相反,看線裝書沒有那麼累,我手邊放著的還有一冊線裝的魯迅小說。凡是我喜歡的書,都會去找線裝書來看,要舒服得多。不光是字大,關鍵是它排版的版式,紙張的柔軟度,書的香氣都非常舒服。

所以,如果在一個悠閒的下午,有一杯好茶,然後看著這種線裝書,是非常愜意的人生。

當然,現在的印刷版書籍也有非常好的。《閱微草堂筆記》是我很喜歡的一本書,它是一本清代的筆記小說,作者是紀曉嵐。現在居然有一個出版社把它做成了口袋書,而且還有插畫,大字、小字分得很清楚。我覺得這就很好,客戶體驗很好。口袋書,非常輕,但又很有價值。

馮侖:避疫六記之拾書記快(三)

所以我在翻檢這些書的時候,有點像做產品研究,我如果再寫書,我也會寫房地產以外的書,我要把書這個產品做得讓大家感覺到體驗很好,拿著不重,攜帶方便,送人有面子,自己收藏有價值,而且願意時時看它。

說了這麼多,總而言之,在書房裡一個月,看了這麼多書,真的是其樂無窮,同時也見了這麼多老朋友,撿拾了這麼多美好的記憶。這大概就是疫情期間我能夠在書房持續待下去並且始終充滿快樂的根本原因。

> 指定任務 1:
摘錄中「我要把書這個產品做得讓大家感覺到體驗很好」之後列出了哪幾項體驗?請全部列出。
上面的摘錄與後面的資料列出自不同來源。

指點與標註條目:
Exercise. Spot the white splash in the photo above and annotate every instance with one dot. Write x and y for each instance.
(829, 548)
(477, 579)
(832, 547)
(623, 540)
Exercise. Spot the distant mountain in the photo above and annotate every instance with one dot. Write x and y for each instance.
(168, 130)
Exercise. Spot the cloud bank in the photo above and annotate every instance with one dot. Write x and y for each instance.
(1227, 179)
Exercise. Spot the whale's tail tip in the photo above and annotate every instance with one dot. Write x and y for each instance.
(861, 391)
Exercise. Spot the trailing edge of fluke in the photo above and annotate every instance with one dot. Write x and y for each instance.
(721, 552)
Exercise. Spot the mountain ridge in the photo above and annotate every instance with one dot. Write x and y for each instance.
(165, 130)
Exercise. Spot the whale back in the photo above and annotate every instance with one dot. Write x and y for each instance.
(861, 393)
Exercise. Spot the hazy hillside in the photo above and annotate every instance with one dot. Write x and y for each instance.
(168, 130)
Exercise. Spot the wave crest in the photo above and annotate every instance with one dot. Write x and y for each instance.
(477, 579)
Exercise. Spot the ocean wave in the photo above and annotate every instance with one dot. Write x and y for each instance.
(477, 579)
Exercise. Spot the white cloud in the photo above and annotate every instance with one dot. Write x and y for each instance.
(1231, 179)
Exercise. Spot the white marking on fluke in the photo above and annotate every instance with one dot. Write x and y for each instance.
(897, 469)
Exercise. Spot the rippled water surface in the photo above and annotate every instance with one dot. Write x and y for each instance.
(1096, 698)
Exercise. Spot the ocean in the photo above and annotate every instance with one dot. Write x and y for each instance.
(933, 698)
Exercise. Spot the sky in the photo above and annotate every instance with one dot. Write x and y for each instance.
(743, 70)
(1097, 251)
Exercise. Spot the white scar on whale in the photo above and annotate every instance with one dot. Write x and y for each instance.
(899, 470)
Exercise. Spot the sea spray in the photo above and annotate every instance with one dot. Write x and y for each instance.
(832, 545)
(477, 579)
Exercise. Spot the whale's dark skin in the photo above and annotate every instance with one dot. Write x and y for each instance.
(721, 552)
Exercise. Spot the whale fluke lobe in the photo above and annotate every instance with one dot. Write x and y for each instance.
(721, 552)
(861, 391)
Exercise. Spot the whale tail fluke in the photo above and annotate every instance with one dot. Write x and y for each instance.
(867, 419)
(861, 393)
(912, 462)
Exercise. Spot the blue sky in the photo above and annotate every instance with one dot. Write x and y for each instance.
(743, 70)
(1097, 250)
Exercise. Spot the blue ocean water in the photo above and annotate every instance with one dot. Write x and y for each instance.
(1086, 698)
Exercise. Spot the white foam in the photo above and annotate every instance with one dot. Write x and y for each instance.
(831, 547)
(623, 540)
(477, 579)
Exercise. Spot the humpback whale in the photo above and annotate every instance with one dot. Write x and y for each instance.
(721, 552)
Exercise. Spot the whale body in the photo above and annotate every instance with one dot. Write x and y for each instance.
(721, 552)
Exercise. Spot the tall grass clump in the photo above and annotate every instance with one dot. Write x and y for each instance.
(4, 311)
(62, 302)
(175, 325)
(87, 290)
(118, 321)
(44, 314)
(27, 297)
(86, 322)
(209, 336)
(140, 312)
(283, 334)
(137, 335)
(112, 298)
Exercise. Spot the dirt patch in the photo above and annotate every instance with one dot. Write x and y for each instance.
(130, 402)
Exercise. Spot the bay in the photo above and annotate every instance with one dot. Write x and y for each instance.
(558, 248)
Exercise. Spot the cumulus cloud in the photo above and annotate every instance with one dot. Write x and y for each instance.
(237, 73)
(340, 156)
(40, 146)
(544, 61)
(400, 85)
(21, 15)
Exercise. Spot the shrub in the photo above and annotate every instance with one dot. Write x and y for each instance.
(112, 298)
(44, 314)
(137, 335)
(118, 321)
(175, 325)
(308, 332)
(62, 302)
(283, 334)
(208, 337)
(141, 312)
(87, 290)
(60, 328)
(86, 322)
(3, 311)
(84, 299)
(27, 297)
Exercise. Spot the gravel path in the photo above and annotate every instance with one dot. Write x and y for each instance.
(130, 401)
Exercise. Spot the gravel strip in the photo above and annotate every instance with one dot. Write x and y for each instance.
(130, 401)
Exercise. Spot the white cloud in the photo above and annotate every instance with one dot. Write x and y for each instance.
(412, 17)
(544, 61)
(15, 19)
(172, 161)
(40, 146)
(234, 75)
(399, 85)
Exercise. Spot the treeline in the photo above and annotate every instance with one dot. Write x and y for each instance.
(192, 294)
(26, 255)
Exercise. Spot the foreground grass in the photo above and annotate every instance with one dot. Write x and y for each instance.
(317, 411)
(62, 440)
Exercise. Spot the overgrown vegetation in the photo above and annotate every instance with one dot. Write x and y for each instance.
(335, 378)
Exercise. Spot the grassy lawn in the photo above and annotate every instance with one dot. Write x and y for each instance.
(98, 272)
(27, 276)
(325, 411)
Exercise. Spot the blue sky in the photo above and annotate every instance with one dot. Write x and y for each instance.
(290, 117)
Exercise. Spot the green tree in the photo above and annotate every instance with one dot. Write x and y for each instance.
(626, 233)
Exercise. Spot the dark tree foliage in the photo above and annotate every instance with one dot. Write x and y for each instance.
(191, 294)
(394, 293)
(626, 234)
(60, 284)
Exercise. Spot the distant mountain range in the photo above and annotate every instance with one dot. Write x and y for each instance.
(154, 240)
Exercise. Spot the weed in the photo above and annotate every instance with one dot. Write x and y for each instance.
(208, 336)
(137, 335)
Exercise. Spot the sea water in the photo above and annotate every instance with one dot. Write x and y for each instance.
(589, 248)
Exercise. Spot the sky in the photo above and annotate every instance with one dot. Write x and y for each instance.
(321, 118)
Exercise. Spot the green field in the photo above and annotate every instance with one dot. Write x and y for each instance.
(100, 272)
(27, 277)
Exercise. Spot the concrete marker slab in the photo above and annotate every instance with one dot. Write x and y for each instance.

> 指定任務 2:
在資料列中找出所有含有字串「green」的行,並逐行照抄。

> 最終答案 1:
拿著不重、攜帶方便、送人有面子、自己收藏有價值、願意時時看它

> 最終答案 2:
Exercise. Spot the green tree in the photo above and annotate every instance with one dot. Write x and y for each instance.
Exercise. Spot the green field in the photo above and annotate every instance with one dot. Write x and y for each instance.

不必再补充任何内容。